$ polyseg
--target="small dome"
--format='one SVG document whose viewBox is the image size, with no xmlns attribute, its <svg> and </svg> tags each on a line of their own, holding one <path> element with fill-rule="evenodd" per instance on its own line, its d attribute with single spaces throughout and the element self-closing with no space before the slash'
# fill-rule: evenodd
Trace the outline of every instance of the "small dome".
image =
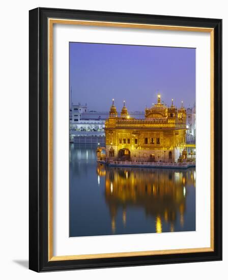
<svg viewBox="0 0 228 280">
<path fill-rule="evenodd" d="M 125 101 L 124 101 L 124 106 L 122 108 L 121 116 L 122 118 L 126 118 L 128 115 L 127 109 L 125 106 Z"/>
<path fill-rule="evenodd" d="M 112 105 L 110 107 L 109 117 L 115 118 L 117 117 L 117 111 L 116 106 L 114 105 L 114 99 L 112 99 Z"/>
<path fill-rule="evenodd" d="M 158 94 L 158 102 L 149 109 L 145 110 L 145 118 L 166 118 L 167 108 L 161 103 L 161 95 Z"/>
</svg>

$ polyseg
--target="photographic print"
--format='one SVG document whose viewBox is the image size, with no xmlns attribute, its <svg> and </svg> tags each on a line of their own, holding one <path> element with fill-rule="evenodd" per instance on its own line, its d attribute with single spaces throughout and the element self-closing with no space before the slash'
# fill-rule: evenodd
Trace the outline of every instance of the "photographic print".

» Work instructions: Rewrite every line of the records above, leaving out the pictures, with "outline" changed to "boundary" and nothing else altered.

» Correct result:
$ polyseg
--target="small dome"
--format='one SVG document whose viewBox is the image size, with no xmlns attribute, its <svg> and </svg> tags each on a line of their own, holding one <path> element with fill-rule="evenodd" per instance on its own line, its d attribute with single spaces throughout and the element self-closing with no space before the slash'
# fill-rule: evenodd
Trace the boundary of every instance of the "small dome".
image =
<svg viewBox="0 0 228 280">
<path fill-rule="evenodd" d="M 125 101 L 124 101 L 124 106 L 122 108 L 121 116 L 122 118 L 126 118 L 128 115 L 127 109 L 125 106 Z"/>
<path fill-rule="evenodd" d="M 112 105 L 110 107 L 109 117 L 115 118 L 117 117 L 117 111 L 116 106 L 114 105 L 114 99 L 112 99 Z"/>
<path fill-rule="evenodd" d="M 158 94 L 158 102 L 149 109 L 145 110 L 145 118 L 166 118 L 167 108 L 161 103 L 161 95 Z"/>
</svg>

$ polyseg
--target="photographic print"
--format='one SVG document whose viewBox is the image size, with no xmlns attribute, its <svg> and </svg> tags each on a line of their own, holding one <path> element with fill-rule="evenodd" per instance on its own line, its d attribute with single spaces throughout and the element self-closing with no space before the slash'
# fill-rule: evenodd
Trace the boundary of every instance of the "photographic print".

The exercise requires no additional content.